> Provided text
*-*-*

Eucalyptus quadricostata, commonly known as the square-fruited ironbark, is a species of small to medium-sized ironbark that is endemic to Queensland. It has rough ironbark on the trunk and branches, lance-shaped to curved adult leaves, flower buds in groups of seven, white flowers and cup-shaped fruit that are square in cross-section.

==Description==
Eucalyptus quadricostata is a tree that typically grows to a height of 10-14 m and forms a lignotuber. It has hard, rough, dark grey to black ironbark on the trunk and branches. Young plants and coppice regrowth have bluish grey to glaucous, egg-shaped to almost round leaves that are 70-120 mm long and 35-70 mm wide and petiolate. Adult leaves are the same shade of dull green on both sides, lance-shaped to curved, 80-180 mm long and 12-36 mm wide, tapering to a petiole 15-32 mm long. The flower buds are arranged on the ends of branchlets in groups of seven on a branched peduncle 5-20 mm long, the individual buds on pedicels 5-7 mm long. Mature buds are club-shaped, square in cross-section with a rib on each corner, 8-12 mm long and 4-6 mm wide with a conical, rounded or pyramid-shaped operculum. Flowering has been recorded in January and July and the flowers are white. The fruit is a woody, cup-shaped capsule that is square in cross-section, 6-13 mm long and 6-10 mm wide with the valves near rim level.

==Taxonomy==
Eucalyptus quadricostata was first formally described in 1985 by Ian Brooker in the journal Austrobaileya from material he collected near "Oakvale H.S.".

==Conservation status==
This eucalypt is classified as "least concern" under the Queensland Government Nature Conservation Act 1992.

*-*-*

> Task set
**1.** Translate into Spanish this sentence from the square-fruited ironbark text: "Flowering has been recorded in January and July and the flowers are white."
**2.** List every section heading in the square-fruited ironbark text.

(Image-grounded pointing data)
*-*-*

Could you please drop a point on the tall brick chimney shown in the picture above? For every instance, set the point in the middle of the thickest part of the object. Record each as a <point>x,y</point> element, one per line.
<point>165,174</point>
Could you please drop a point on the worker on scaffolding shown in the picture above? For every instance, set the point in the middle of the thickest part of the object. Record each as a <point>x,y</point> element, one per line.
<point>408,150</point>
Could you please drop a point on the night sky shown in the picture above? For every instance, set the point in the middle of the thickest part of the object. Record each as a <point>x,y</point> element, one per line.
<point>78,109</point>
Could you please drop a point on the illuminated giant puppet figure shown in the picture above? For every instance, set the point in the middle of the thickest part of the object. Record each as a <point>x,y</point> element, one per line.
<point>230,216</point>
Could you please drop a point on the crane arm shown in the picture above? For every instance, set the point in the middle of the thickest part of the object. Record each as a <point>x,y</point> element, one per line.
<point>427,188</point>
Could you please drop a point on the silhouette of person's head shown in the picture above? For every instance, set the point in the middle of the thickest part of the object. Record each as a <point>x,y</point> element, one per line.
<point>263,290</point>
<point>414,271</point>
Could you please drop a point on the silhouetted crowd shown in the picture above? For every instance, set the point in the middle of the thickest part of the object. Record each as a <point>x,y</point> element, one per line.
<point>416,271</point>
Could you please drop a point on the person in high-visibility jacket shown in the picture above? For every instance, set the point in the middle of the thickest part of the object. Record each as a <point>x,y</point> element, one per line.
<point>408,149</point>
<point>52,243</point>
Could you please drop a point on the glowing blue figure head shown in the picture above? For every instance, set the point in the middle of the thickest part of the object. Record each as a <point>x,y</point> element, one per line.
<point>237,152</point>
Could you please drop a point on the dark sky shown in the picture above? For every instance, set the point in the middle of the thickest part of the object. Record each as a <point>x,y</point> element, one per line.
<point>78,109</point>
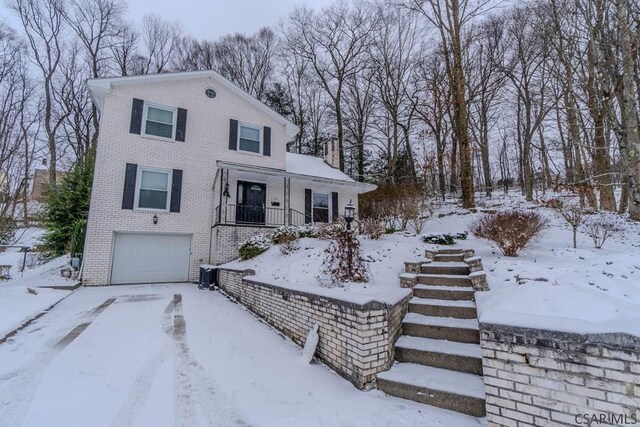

*-*-*

> Answers provided
**1.** Se ha registrado la floración en enero y julio, y las flores son blancas.

**2.**
Description
Taxonomy
Conservation status